> _Source text_:
- - -

Save your appetite and barter a price for the 15-minute boat trip to Playa Rincon. By boat, you’ll get great views of the coastline and other beaches along the way.
Playa Rincon may be remote but it has all the comforts of the mainland. You’ll find several restaurants (try Tipico Rubi), as well as beach loungers and umbrellas you can rent (and toilets). Dip into the freshwater Caño Frio river on the west side, where you can rinse off the sand before you head back for the day.
See the global mix at Las Terrenas
Located midway along the north shore of the peninsula, this former fishing village has emerged as one of the most highly rated destinations in the country. It’s home to an attractive combination of small restaurants, hotels, stores and bars as well as many kilometres of unspoiled beaches.
Swiss, German, French, French-Canadian and Italian expats have all chosen to live here, adding a cosmopolitan element that blends perfectly with the relaxed Dominican vibe. The road by the Pueblo de los Pescadores (Fisherman’s Village Way) has been resurfaced with a promenade, or paseo maritime, of attractive cobblestones. The old fishing cabins have been transformed into bars, restaurants and stores. And it all comes together, forming an immensely charming region to visit.
Come for whale watching season
Observation season for humpback whales runs from mid-January to mid-March. Book your vacation during this time and you’re virtually guaranteed to see them singing, mating, birthing or flirting during a half-day excursion.
Females give birth in the calm, warm inner bay, where newborn calves can be seen frolicking with their mothers. In the rough, deep outer bay, the males compete heatedly for the favours of the females. Watch for their prodigious leaps as they lift their entire bodies out of the water in an effort to impress the ladies. They sing haunting, long songs, with their heads down and flippers outstretched. The males jockey for position, trying to keep rivals away with head butts and fin swats.

- - -

Position annotation records:
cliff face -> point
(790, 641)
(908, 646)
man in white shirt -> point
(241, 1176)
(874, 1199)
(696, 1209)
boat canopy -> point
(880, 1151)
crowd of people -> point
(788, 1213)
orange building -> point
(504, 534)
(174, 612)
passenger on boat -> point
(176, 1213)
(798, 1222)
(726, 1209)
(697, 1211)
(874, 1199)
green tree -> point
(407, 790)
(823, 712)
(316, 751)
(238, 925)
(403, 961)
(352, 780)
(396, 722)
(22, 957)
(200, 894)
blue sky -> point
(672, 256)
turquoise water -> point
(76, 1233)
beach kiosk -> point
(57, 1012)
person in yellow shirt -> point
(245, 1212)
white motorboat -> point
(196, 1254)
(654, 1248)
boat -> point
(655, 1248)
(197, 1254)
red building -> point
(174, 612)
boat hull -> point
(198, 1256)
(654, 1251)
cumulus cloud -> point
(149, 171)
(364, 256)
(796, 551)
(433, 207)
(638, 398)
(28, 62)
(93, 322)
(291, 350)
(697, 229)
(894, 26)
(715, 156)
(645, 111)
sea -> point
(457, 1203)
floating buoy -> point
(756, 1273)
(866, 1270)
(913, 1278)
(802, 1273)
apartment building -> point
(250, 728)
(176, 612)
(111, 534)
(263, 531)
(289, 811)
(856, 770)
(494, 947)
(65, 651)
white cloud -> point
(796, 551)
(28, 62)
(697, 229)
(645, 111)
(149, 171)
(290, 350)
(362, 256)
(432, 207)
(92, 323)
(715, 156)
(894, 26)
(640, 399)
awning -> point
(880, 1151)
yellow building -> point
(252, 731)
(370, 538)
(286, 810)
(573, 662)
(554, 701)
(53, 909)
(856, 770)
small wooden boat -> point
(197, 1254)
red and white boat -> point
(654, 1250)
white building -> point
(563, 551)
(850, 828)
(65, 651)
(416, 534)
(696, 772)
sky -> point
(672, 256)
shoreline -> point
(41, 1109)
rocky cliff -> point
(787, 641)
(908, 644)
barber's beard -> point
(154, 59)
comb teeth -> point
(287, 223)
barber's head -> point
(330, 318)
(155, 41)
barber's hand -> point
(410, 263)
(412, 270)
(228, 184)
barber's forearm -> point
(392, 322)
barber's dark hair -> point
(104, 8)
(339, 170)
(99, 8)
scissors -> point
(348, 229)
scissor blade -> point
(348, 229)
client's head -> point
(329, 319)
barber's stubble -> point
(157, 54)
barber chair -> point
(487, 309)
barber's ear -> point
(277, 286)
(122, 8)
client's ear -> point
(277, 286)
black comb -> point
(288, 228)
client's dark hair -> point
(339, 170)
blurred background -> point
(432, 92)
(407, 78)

- - -

> _Work to do_:
1. Extract the passage of the travel text from "Save your appetite" to "of unspoiled beaches.".
2. Please condense the paragraph of the travel text beginning "Females give birth in the calm" into a shorter version that keeps its main facts.
Rely only on the travel text.

> _Solutions for each task_:
1.
Save your appetite and barter a price for the 15-minute boat trip to Playa Rincon. By boat, you’ll get great views of the coastline and other beaches along the way.
Playa Rincon may be remote but it has all the comforts of the mainland. You’ll find several restaurants (try Tipico Rubi), as well as beach loungers and umbrellas you can rent (and toilets). Dip into the freshwater Caño Frio river on the west side, where you can rinse off the sand before you head back for the day.
See the global mix at Las Terrenas
Located midway along the north shore of the peninsula, this former fishing village has emerged as one of the most highly rated destinations in the country. It’s home to an attractive combination of small restaurants, hotels, stores and bars as well as many kilometres of unspoiled beaches.

2. Females give birth in the calm, warm inner bay, where calves can be seen playing with their mothers. In the rough, deep outer bay, males compete for females. They leap their whole bodies out of the water to impress them and sing long, haunting songs with heads down and flippers outstretched. They also drive off rivals with head butts and fin swats.